** START PROVIDED INFORMATION **

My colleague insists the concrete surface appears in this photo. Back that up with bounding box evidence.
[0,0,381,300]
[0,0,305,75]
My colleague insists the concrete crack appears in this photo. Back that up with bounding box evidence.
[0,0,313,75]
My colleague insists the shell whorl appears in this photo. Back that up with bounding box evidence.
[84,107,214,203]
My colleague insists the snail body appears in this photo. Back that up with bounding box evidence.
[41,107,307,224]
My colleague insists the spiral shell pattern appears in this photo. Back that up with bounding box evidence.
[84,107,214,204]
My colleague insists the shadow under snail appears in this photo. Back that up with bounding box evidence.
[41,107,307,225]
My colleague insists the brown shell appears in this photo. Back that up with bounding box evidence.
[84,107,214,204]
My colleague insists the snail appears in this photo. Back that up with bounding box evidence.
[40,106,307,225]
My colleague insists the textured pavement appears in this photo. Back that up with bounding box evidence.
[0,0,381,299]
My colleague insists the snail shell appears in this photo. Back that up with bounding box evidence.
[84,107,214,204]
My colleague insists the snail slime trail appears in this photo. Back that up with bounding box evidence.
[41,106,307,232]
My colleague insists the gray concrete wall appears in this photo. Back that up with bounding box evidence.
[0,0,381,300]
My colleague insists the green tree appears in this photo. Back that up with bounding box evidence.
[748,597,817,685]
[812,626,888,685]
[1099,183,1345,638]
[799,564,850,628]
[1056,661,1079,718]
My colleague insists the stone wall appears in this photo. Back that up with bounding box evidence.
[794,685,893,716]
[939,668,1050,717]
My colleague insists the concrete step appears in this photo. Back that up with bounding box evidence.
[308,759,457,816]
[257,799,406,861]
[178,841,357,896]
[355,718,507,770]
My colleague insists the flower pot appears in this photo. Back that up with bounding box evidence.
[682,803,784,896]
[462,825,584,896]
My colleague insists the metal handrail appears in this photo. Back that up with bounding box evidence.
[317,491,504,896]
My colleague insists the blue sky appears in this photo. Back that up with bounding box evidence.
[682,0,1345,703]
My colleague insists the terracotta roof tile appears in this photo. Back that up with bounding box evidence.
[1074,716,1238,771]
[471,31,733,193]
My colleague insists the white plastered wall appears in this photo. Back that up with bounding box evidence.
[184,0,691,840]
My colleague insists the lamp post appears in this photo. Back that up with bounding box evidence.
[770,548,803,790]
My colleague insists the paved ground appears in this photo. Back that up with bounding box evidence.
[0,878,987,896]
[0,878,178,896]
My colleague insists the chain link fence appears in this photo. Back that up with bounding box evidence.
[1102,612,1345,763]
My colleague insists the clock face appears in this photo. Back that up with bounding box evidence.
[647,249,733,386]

** END PROVIDED INFORMATION **

**EXERCISE INSTRUCTIONS:**
Set out the lines above as a numbered list, skipping any blank ones.

**ANSWER TO THIS TASK:**
1. My colleague insists the concrete surface appears in this photo. Back that up with bounding box evidence.
2. [0,0,381,300]
3. [0,0,305,75]
4. My colleague insists the concrete crack appears in this photo. Back that up with bounding box evidence.
5. [0,0,313,75]
6. My colleague insists the shell whorl appears in this photo. Back that up with bounding box evidence.
7. [84,107,214,203]
8. My colleague insists the snail body appears in this photo. Back that up with bounding box evidence.
9. [41,107,307,224]
10. My colleague insists the spiral shell pattern appears in this photo. Back that up with bounding box evidence.
11. [84,107,214,204]
12. My colleague insists the shadow under snail appears in this photo. Back that up with bounding box evidence.
13. [41,107,307,225]
14. My colleague insists the brown shell appears in this photo. Back that up with bounding box evidence.
15. [84,107,214,204]
16. My colleague insists the snail appears in this photo. Back that up with bounding box evidence.
17. [40,106,307,225]
18. My colleague insists the textured pavement appears in this photo. Back that up with bounding box evidence.
19. [0,0,381,299]
20. My colleague insists the snail shell appears in this photo. Back that up with bounding box evidence.
21. [84,107,214,204]
22. My colleague insists the snail slime trail appears in this photo. Back that up with bounding box evidence.
23. [41,106,307,232]
24. My colleague insists the gray concrete wall appears in this photo. Back that up with bounding box evidence.
25. [0,0,381,300]
26. My colleague insists the green tree appears in this photo. Back that up with bounding box evidence.
27. [748,597,817,685]
28. [812,626,888,685]
29. [1099,183,1345,638]
30. [799,564,850,628]
31. [1056,661,1079,718]
32. My colleague insists the stone wall appears in this photo. Back that up with bounding box evidence.
33. [794,685,893,716]
34. [939,668,1050,717]
35. My colleague insists the concrete step appears in this photo. Back that up with bounding box evidence.
36. [308,759,457,816]
37. [257,799,406,861]
38. [178,841,357,896]
39. [355,718,507,770]
40. My colleague insists the flower pot appears in this photo. Back that up with bounding box evidence.
41. [682,803,784,896]
42. [462,825,584,896]
43. My colleague insists the metal handrail appears in this photo. Back that up with bounding box evidence.
44. [317,491,504,896]
45. My colleague insists the blue sky appears in this photo. Back that up with bounding box evidence.
46. [682,0,1345,703]
47. My colleague insists the terracotta roof tile appears in this photo. Back that up with bounding box evidence.
48. [1074,716,1238,771]
49. [471,31,733,193]
50. My colleague insists the white plastered wall appears in this photo. Back that up with bounding box evidence.
51. [184,0,691,840]
52. My colleague insists the lamp post appears in this photo. Back that up with bounding box evidence.
53. [770,548,803,790]
54. My colleague insists the paved ground appears in this photo. Back that up with bounding box evidence.
55. [0,878,987,896]
56. [0,878,178,896]
57. My colleague insists the chain link fence appears in this photo. Back that up with bounding box evidence.
58. [1102,612,1345,763]
59. My colleague insists the clock face appears in this photo. Back that up with bounding box evidence.
60. [647,249,733,386]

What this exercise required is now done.